Object detection data:
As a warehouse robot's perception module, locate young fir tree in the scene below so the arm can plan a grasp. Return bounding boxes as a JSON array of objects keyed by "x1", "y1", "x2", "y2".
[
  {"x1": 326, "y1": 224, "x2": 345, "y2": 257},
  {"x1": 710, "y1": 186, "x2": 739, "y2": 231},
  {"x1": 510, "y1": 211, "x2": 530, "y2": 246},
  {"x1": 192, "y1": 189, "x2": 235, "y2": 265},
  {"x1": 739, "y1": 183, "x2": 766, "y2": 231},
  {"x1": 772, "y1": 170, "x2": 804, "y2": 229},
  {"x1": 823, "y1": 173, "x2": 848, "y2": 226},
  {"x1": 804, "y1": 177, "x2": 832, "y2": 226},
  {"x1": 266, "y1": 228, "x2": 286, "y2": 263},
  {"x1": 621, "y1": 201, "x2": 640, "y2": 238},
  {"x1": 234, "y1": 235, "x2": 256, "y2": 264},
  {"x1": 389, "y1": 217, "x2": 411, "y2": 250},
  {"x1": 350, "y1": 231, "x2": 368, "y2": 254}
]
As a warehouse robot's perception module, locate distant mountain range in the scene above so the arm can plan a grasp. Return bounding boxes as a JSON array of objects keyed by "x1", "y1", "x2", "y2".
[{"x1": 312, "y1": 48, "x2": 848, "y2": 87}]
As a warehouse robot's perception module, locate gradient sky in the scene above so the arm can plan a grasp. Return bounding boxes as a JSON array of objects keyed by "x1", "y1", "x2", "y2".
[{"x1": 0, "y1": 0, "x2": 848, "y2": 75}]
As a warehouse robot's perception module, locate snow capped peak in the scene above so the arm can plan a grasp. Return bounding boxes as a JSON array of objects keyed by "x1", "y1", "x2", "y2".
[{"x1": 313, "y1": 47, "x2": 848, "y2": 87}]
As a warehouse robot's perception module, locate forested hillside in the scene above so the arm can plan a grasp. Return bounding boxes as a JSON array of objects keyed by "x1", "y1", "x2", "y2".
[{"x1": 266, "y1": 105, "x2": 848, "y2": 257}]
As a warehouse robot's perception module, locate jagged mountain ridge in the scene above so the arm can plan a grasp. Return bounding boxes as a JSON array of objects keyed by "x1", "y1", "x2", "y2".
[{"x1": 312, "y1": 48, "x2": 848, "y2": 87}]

Goal –
Pick out every line above that contains the word "mountain" and copy each one. Case counts.

Complete response –
As a warehouse robot's perception module, locate distant mountain range in the scene above so the arm can plan a grasp. Return bounding boxes as a JSON array of objects keyed by "x1", "y1", "x2", "y2".
As a warehouse robot's perception module, locate jagged mountain ridge in the scene above so the arm can plan a grasp. Return bounding boxes as a JSON array of objects keyed by "x1", "y1", "x2", "y2".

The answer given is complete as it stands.